# EXCERPT TO READ
## start
A very useful geometric picture to have in mind for real vectors in \(2\) and \(3\) dimensions is the vector space of arrows. We equate two arrows if they have the same magnitude (or length) and the same direction. Adding arrows is accomplished by placing the initial point of one at the endpoint of the other and then drawing an arrow from the remaining initial point to the remaining endpoint. Scalar multiplication is obtained by scaling the magnitude (when the scale is positive) or reversing the direction and scaling (when the scale is negative).

This does indeed form a vector space over \(\mathbb{R}\text{.}\) It is nearly useless when it comes to computing, but it gives a much better picture of how vectors look and behave. As such, it will reappear frequently as we start applying vectors to ordinary differential equations and multivariable calculus.

All of the examples above share the property of being finite dimensional (which we will define soon). However, there are a great many vector spaces that do not have this property and are extensively studied.

Example 2.2.7. The vector space of continuous functions.
## end
# DATASET ENTRIES
## start
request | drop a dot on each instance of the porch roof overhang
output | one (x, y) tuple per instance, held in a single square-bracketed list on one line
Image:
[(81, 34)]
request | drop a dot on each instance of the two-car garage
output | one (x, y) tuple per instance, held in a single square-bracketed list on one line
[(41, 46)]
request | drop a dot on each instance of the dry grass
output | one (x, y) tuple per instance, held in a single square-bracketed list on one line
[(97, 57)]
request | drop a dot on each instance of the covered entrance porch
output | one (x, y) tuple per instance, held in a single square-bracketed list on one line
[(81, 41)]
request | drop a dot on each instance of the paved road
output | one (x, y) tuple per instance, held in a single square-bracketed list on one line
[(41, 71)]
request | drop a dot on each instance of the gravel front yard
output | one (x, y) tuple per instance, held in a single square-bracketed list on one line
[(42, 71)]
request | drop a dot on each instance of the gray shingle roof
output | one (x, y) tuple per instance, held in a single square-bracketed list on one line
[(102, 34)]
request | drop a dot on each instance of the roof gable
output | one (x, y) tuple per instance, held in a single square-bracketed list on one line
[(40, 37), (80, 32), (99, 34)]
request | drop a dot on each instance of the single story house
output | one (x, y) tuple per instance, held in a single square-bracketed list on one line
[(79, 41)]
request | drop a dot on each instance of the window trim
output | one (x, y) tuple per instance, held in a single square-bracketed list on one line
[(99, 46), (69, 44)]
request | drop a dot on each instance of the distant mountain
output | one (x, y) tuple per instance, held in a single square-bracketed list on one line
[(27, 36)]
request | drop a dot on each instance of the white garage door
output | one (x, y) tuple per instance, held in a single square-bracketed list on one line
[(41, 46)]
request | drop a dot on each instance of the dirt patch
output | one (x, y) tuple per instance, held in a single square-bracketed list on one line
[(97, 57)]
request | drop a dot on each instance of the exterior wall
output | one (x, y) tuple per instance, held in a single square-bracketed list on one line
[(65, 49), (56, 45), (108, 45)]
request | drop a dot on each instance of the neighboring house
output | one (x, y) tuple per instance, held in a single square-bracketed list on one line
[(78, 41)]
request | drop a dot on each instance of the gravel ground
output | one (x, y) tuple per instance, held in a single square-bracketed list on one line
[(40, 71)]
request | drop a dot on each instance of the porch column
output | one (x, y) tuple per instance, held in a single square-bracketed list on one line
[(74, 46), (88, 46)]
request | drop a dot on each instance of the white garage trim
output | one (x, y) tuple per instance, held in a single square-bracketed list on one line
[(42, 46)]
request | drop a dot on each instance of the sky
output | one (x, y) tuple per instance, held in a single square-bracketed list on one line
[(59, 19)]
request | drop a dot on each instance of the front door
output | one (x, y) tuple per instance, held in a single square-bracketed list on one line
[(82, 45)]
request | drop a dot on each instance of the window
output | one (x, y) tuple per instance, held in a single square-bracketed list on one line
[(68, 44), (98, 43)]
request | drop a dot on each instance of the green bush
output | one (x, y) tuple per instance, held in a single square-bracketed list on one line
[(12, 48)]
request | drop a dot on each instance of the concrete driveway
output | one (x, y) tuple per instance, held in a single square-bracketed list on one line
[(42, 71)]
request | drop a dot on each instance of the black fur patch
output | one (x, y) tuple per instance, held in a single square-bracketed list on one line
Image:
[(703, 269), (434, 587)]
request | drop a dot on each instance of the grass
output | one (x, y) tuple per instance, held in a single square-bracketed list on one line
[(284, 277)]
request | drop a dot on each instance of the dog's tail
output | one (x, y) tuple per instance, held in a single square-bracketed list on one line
## end
# GOAL
Answer these about the vector spaces text:
(a) When are two arrows treated as equal?
(b) What is the arrow picture nearly useless for?
(c) Which vector space does Example 2.2.7 name?
The records aren't needed for this.

# TASK RESPONSE
(a) When they have the same magnitude (or length) and the same direction.
(b) Computing.
(c) The vector space of continuous functions.